Passage given:
Thanks guys I really do appreciate all your posts

Keemjay - I know, I was thinking Doh while writing that   sometimes things are just so obvious that you miss them!

Gertie - Hope your LO starts sleeping through again, it's a killer isn't it. If it was 10-15mins settle down I'd cope better but is hours of broken sleep that's just wiping me out. Your right though, I'm over analysing everything. You've told me this before and I'm trying so hard to bang it into my thick skull but I'm analysing person at the best of times and I just want to get everything right for LO, I'm putting too much pressure on myself and I'm trying to think 'what should I do now' while dealing with things instead of just going with my gut and dealing with them. 

Well LO was asleep by 19:30, settled in bed with no fuss at record time 😃 I think last nights tantrum at bedtime was due to her being over tired. I hope she sleeps through again tonight   I'm going to bed soon to have a good recharge and in preparation incase she wakes again. 

I feel like I've got a cheerleading team cheering us on and encouraging us, I thank you all for that invaluable support   xx


----------



## GERTIE179 (Apr 20, 2005)

Data extract:
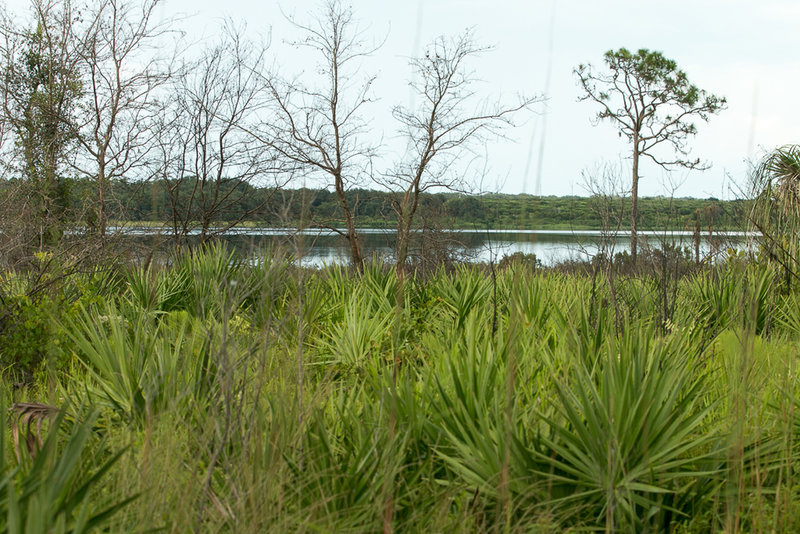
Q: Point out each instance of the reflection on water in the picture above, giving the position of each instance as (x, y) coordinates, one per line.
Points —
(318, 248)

--

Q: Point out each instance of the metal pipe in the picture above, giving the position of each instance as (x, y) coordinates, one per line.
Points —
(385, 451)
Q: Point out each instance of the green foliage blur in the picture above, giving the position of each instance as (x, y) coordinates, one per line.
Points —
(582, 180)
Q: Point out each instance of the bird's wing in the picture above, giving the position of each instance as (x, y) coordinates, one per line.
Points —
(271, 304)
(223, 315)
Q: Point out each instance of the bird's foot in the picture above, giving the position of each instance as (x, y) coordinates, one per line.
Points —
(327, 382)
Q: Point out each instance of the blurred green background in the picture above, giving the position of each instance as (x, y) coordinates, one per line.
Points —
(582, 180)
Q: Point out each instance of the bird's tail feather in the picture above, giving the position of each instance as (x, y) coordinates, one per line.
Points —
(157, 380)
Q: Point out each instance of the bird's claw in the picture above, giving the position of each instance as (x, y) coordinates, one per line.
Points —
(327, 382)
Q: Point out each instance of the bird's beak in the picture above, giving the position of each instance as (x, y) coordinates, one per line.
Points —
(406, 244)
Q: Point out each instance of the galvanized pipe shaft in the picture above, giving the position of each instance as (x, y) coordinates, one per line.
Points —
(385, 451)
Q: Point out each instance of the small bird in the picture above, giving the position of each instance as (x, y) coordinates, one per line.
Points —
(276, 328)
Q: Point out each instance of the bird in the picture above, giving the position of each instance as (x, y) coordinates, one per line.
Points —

Short task 1:
Answer these about the forum post on a child's sleep, using the post itself:
(a) By what time was the little one asleep?
(b) What does the writer think caused last night's bedtime tantrum?
(c) What does the writer say the support feels like?
Short task 2: Extend the forum thread about a child's bedtime and sleep, starting right after its last line.

Final result 1:
(a) By 19:30.
(b) Her being over tired.
(c) Like having a cheerleading team cheering them on and encouraging them.

Final result 2:
Lol CW - "over analysing" could be my middle name it's difficult to let go isn't it.
Yeah I hope do too - last night LO was awake for an hour with DH and then 1.5 hr with me :-D least he was quite and resting as he's not been too girny today. We'll see what tonight brings as we had quite an interesting day.
X


----------



## keemjay (Jan 19, 2004)

i still over analyse eveything and i'm 5 1/2 years in..so get used to it  


sleep well x
kj x


----------



## GERTIE179 (Apr 20, 2005)

Thanks Keemjay ;-) I'll try and keep mine to waking hours to save my precious zzz's


----------



## wynnster (Jun 6, 2003)

Big Hugs Can't Wait   

I was terrible with analysing everything with ds and yes I STILL do    I'm not sure if its gets less intense or you just get used to it    When dd came along it all started again   

Could you maybe see how she copes with falling asleep without you in the room?  You said yourself about not wanting to upset her routine further down the line..... but if she starts to accept and go with your routine of staying in the room, you are at some point going to have upset.
Do you think she would really struggle?  How about back to a cot?  Baby her a bit more, let her have a bottle of milk etc, how about the mobile thingy mentioned on the other thread?

Just keep telling yourself though that this is a phase and she will sleep through eventually


----------



## Poppets Mammy (Mar 7, 2011)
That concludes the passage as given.